EXTRACT TO READ ::
>>>

Population (2022 census)
- • Urban: 3,702
- • Urban density: 94.15/km^{2} (243.8/sq mi)
- • Municipality: 14,585
- • Municipality density: 22.5/km^{2} (58.4/sq mi)
- Time zone: UTC+1 (CET)
- • Summer (DST): UTC+2 (CEST)
- Postal code: 31310
- Area code: +381(0)31
- Car plates: UE
- Website: www.cajetina.org.rs

= Čajetina =

Čajetina (Чајетина) is a small town and municipality located in the Zlatibor District of western Serbia. According to the 2022 census results, the municipality has 14,585 inhabitants. One of the most notable settlements in the municipality of Čajetina is a popular tourist town of Zlatibor.

==Climate==
Čajetina has a humid continental climate (Köppen climate classification: Dfb).

Climate data for Čajetina
| Month | Jan | Feb | Mar | Apr | May | Jun | Jul | Aug | Sep | Oct | Nov | Dec | Year |
| Mean daily maximum °C (°F) | 1.2 (34.2) | 4.1 (39.4) | 9.0 (48.2) | 12.5 (54.5) | 17.3 (63.1) | 20.8 (69.4) | 23.0 (73.4) | 23.2 (73.8) | 19.9 (67.8) | 14.8 (58.6) | 7.5 (45.5) | 2.9 (37.2) | 13.0 (55.4) |
| Daily mean °C (°F) | −2.1 (28.2) | 0.3 (32.5) | 4.5 (40.1) | 7.7 (45.9) | 12.3 (54.1) | 15.7 (60.3) | 17.7 (63.9) | 17.7 (63.9) | 14.6 (58.3) | 10.1 (50.2) | 4.0 (39.2) | −0.1 (31.8) | 8.5 (47.4) |
| Mean daily minimum °C (°F) | −5.4 (22.3) | −3.5 (25.7) | 0.0 (32.0) | 3.0 (37.4) | 7.4 (45.3) | 10.7 (51.3) | 12.4 (54.3) | 12.3 (54.1) | 9.3 (48.7) | 5.4 (41.7) | 0.5 (32.9) | −3.1 (26.4) | 4.1 (39.3) |
| Average precipitation mm (inches) | 67 (2.6) | 59 (2.3) | 60 (2.4) | 75 (3.0) | 100 (3.9) | 99 (3.9) | 89 (3.5) | 74 (2.9) | 78 (3.1) | 77 (3.0) | 86 (3.4) | 76 (3.0) | 940 (37) |
Source: Climate-Data.org

==Settlements==
Aside from the town of Čajetina, the municipality comprises the following settlements:

- Alin Potok
- Branešci
- Golovo
- Gostilje
- Dobroselica
- Drenova
- Željine
- Zlatibor
- Jablanica
- Kriva Reka
- Ljubiš
- Mačkat
- Mušvete
- Rakovica
- Rožanstvo
- Rudine
- Sainovina
- Semegnjevo
- Sirogojno
- Stublo
- Tripkova
- Trnava
- Šljivovica

==Demographics==

According to the 2022 census results, the municipality has 14,585 inhabitants.

<<<

DATA UNDER STUDY ::
>>>

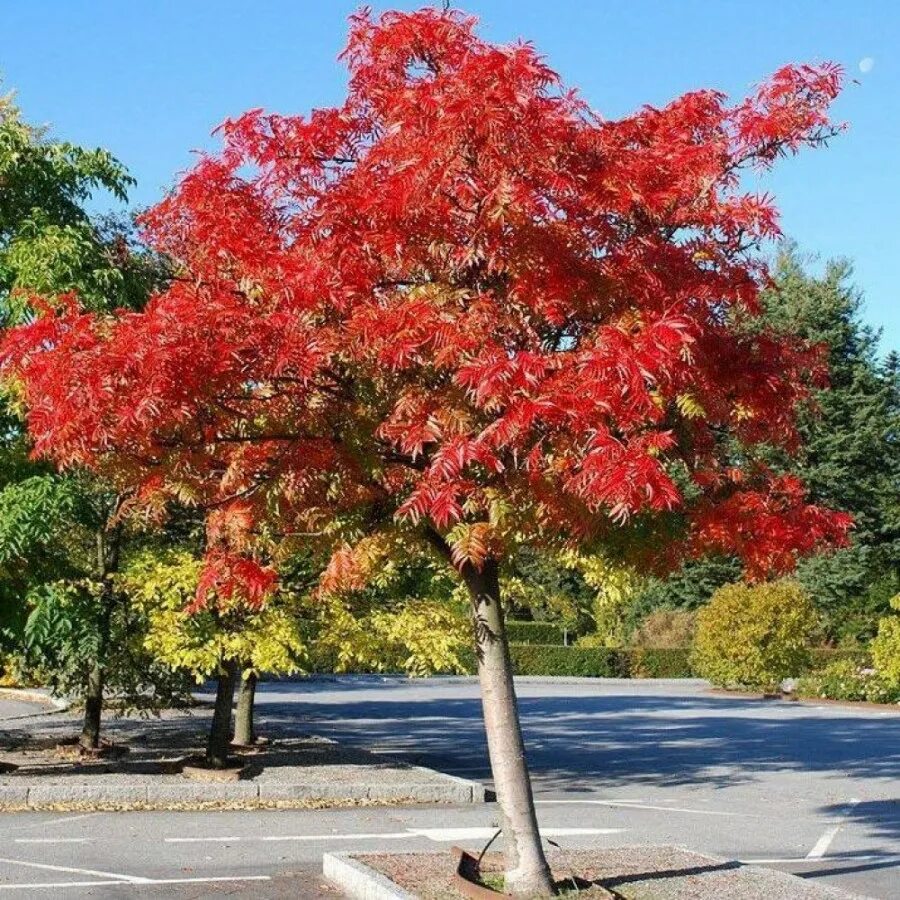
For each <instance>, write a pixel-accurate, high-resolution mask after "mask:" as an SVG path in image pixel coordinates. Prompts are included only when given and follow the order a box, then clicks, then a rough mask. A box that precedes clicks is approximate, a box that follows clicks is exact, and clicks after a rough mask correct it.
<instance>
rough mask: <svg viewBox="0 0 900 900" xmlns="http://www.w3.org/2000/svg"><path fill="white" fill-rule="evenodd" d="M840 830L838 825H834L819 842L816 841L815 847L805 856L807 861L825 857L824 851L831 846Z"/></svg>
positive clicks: (817, 840)
mask: <svg viewBox="0 0 900 900" xmlns="http://www.w3.org/2000/svg"><path fill="white" fill-rule="evenodd" d="M840 830H841V826H840V825H835V826H834V827H833V828H829V829H828V831H826V832H825V834H823V835H822V837H820V838H819V840H817V841H816V845H815V847H813V848H812V850H810V851H809V853H807V854H806V858H807V859H821V858H822V857H823V856H824V855H825V851H826V850H827V849H828V848H829V846H831V842H832V841H833V840H834V838H835V835H836V834H837V833H838V832H839V831H840Z"/></svg>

<<<

WORK ITEM :: Render this sentence from the article on Čajetina in Spanish: "According to the 2022 census results, the municipality has 14,585 inhabitants." The records are independent material and have no connection to the article on Čajetina.

RESPONSE AREA :: Según los resultados del censo de 2022, el municipio tiene 14.585 habitantes.